Please answer these from the excerpt on plan() and reset_workspace_buffer:
(a) What must num_qo_heads be a multiple of?
(b) In what two settings can plan() not be used?
(c) What device should the new float workspace buffer be on?

▶ _Excerpt provided_:
########################################
The plan() method should be called before any run() or run_return_lse() calls, auxiliary data structures will be created during this call and cached for multiple run calls.

The num_qo_heads must be a multiple of num_kv_heads. If num_qo_heads is not equal to num_kv_heads, the function will use grouped query attention.

The plan() method cannot be used in Cuda Graph or in torch.compile.

reset_workspace_buffer(float_workspace_buffer: torch.Tensor, int_workspace_buffer: torch.Tensor) → None¶

Reset the workspace buffer.

Parameters:

float_workspace_buffer (torch.Tensor) – The new float workspace buffer, the device of the new float workspace buffer should be the same as the device of the input tensors.
int_workspace_buffer (torch.Tensor) – The new int workspace buffer, the device of the new int workspace buffer should be the same as the device of the input tensors.
########################################
▶ _Given entries_:

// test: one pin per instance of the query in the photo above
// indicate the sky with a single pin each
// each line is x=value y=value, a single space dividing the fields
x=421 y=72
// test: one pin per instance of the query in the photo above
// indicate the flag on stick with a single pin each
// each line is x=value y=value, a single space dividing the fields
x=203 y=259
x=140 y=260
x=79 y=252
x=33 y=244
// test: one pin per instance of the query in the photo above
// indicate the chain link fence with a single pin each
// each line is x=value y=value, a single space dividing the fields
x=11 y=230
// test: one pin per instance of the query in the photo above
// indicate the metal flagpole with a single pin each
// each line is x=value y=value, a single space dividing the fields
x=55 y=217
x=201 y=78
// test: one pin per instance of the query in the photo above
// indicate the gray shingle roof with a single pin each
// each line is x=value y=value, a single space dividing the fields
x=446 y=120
########################################
▶ _Written reply_:
(a) num_kv_heads
(b) Cuda Graph and torch.compile
(c) The same device as the input tensors